** Start **

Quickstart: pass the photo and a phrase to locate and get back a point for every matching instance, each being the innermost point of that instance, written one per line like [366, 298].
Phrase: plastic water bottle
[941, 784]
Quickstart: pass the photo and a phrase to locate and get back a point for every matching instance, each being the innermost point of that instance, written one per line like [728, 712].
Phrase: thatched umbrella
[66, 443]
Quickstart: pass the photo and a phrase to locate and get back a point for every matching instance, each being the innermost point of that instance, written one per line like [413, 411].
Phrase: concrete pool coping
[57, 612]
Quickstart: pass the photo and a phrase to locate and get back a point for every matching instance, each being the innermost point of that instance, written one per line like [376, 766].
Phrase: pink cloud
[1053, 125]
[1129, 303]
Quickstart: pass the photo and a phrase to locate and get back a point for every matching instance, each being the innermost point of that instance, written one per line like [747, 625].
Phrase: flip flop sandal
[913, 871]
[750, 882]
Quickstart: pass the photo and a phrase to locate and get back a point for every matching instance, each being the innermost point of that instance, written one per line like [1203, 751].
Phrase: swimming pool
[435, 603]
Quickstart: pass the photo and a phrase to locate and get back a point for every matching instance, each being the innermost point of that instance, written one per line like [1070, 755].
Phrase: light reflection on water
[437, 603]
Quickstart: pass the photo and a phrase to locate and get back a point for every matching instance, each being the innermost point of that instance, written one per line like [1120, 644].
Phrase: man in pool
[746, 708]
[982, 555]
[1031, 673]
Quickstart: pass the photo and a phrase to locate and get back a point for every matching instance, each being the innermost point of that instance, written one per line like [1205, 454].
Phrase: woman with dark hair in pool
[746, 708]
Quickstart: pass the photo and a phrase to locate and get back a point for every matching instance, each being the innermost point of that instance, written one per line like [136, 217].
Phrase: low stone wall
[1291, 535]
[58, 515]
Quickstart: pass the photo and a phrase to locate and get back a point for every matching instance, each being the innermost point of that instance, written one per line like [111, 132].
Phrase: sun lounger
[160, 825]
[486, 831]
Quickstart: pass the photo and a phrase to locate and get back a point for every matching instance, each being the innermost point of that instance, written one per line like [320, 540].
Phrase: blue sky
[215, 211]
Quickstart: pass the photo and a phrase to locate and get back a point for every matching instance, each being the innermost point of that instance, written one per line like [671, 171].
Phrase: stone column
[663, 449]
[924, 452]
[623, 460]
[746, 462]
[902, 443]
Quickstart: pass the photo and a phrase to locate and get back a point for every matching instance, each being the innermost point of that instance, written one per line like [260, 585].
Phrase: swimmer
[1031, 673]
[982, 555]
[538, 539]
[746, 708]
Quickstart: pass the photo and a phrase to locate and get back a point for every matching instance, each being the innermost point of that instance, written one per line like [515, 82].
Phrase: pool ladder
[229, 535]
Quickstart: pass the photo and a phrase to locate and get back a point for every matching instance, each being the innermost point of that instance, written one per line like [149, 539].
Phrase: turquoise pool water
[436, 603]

** End **

■ What is required ■
Reproduce all of the records above verbatim, line for line, with no alteration.

■ Answer to this exercise ■
Quickstart: pass the photo and a phrase to locate and get back a point for every matching instance, each being the innermost point of that instance, written one per line like [366, 298].
Phrase: plastic water bottle
[941, 784]
Quickstart: pass the photo and a phrase to locate and get back a point for every matching instance, each being the innermost point of that instance, written one per line like [728, 712].
Phrase: thatched umbrella
[66, 443]
Quickstart: pass the photo and a phrase to locate and get back a point for every matching instance, each being the innermost point of that instance, written one per line like [413, 411].
Phrase: concrete pool coping
[57, 612]
Quickstart: pass the photo and a phrase to locate and get back a point for every matching instance, each being the innermost point of that instance, written one per line like [376, 766].
Phrase: pink cloud
[1053, 125]
[1129, 303]
Quickstart: pass the photo and a phrase to locate and get back a point for every matching instance, each being the innermost point of that instance, written one per line like [747, 625].
Phrase: flip flop sandal
[913, 871]
[750, 882]
Quickstart: pass the photo and a phrase to locate and get back a point for every matching instance, each being the innermost point of that instance, written one per line like [1203, 751].
Phrase: swimming pool
[435, 603]
Quickstart: pass the photo and a phrase to locate and get back a point for every matching instance, each being the innermost point of that instance, written one per line like [1070, 755].
Phrase: light reflection on water
[437, 603]
Quickstart: pass the photo and a phrase to locate and get back a point for every matching instance, each being the innermost point of that instance, written one per line like [1120, 644].
Phrase: man in pool
[746, 708]
[982, 555]
[1031, 673]
Quickstart: pass the photo and a phrase to locate and get back a point for every matching instance, each being the innermost point of that instance, written one per line like [1205, 454].
Phrase: woman with dark hair in pool
[746, 708]
Quickstart: pass the photo and a phrase to locate and get back a point for every matching instance, each being the innermost point of that instance, written one per line like [136, 217].
Phrase: low stone wall
[1291, 535]
[58, 515]
Quickstart: pass the photo and a phrase to locate and get back a point for every matching instance, each being the innermost point of that instance, written one per line like [111, 132].
Phrase: sun lounger
[160, 825]
[486, 831]
Quickstart: pass the photo and a phrase to locate and get back a point for every matching instance, each being the innermost point of that instance, written one per line like [320, 540].
Phrase: blue sky
[215, 211]
Quickstart: pass the photo and a phrase to locate and get back a point for every matching instance, each being the innermost point of that instance, written one per line like [671, 171].
Phrase: stone column
[663, 449]
[924, 452]
[623, 460]
[746, 462]
[902, 443]
Quickstart: pass the photo and a phrase to locate and get back a point for every matching instance, each being the innermost point of that instance, written one per line like [260, 585].
Phrase: swimmer
[1031, 673]
[982, 555]
[538, 539]
[746, 708]
Quickstart: pass the photo and a phrase to locate and get back a point for every matching instance, each being the innermost point of that instance, written one per line like [515, 82].
Phrase: pool ladder
[229, 535]
Quickstart: pass the photo and a phrase to locate and get back a point for every matching instance, each being the innermost point of that instance, written one per line like [149, 539].
Phrase: turquoise pool water
[436, 603]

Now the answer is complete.